Short exercise 1
Answer these questions about the email message below, one per line:
(a) What activity does the writer compare the situation to?
(b) How many years ago did the writer's uncle teach the technique?
(c) What color did the uncle love to include in his color shots?
Short exercise 2
For each statement, say whether it agrees with the email message below, and quote the words that decide it:
(a) The writer learned the technique for glowing portraits from an uncle.
(b) The uncle had the family wear red clothes in the middle of winter.
(c) The writer calls the uncle a mad tyrant.
Short exercise 3
Carry the email message about photography below forward from its last line.

Text section
_ _ _ _ _ _ _

At 26. June 2005 01:10 William Robb wrote:
>just a friggin picture

You are absolutely right, just a picture. No big deal. 
But it is like fishing. You are convinced that the fishes you loose are the
biggest. You know this isn't correct, but you can't stop thinking about it. 
Perhaps I'm a compulsive person :-)

Never the less, it bugs me. And I do want high speed sync. Sorry if it bugs
you. 

I have shot glowing portraits the way you describe. My uncle taught me this
technique 30 years ago. 

BTW, this uncle of mine loved red elements in his colour shots. He made us
wear red clothes (anoraks) in the middle of the summer, in case he needed a
red sweet spot in one of his frames :-)
He was not a mad tyrant, he was just a very dedicated (slightly compulsive)
photographer, who did some wonderful shoots. 

Tim
Another Norwegian.

_ _ _ _ _ _ _

Source excerpt
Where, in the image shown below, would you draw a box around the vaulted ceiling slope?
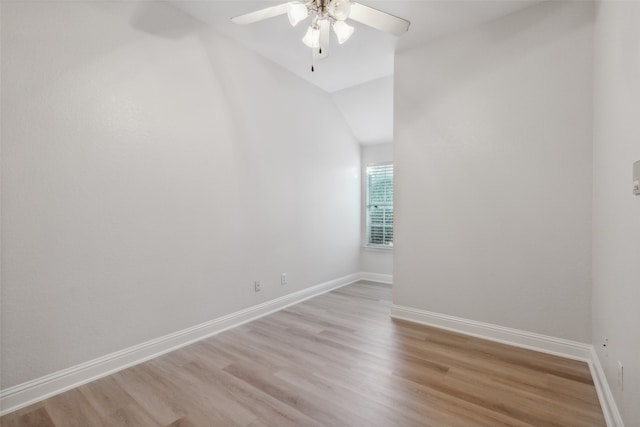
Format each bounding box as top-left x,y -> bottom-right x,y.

_ _ _ _ _ _ _

Exercise response 1
(a) Fishing
(b) 30 years ago
(c) Red

Exercise response 2
(a) Yes: "My uncle taught me this technique 30 years ago."
(b) No: "in the middle of the summer"
(c) No: "He was not a mad tyrant"

Exercise response 3
-----Original Message-----
From: William Robb [mailto:[EMAIL PROTECTED] 
Sent: 26. juni 2005 01:10
To: pentax-discuss@pdml.net
Subject: Re: flash sync speed


----- Original Message ----- 
From: "Tim Øsleby"
Subject: RE: flash sync speed


> What I find frustrating with slow flash sync?
> Sometimes I want to shot more or less towards the sun, and still need a
> large aperture. I'm talking very high speed.
> A few days ago, I had to let a near perfect shot go, with some very nice
> rocks and a beautiful sky, because of this. It was a real downer. It near
> ruined a nice photo walk.

Fer Gawds sake, it's just a friggin picture.
It's not that big a deal.

BTW, back in the 70s, we used to turn our brides back to the sun to get a 
nice glow around the veil and shoot at f/5.6 @ 1/60 with fill flash.
It worked very well.

Of course, this is out of the question with digital, which is kind of 
persnickety about exposure.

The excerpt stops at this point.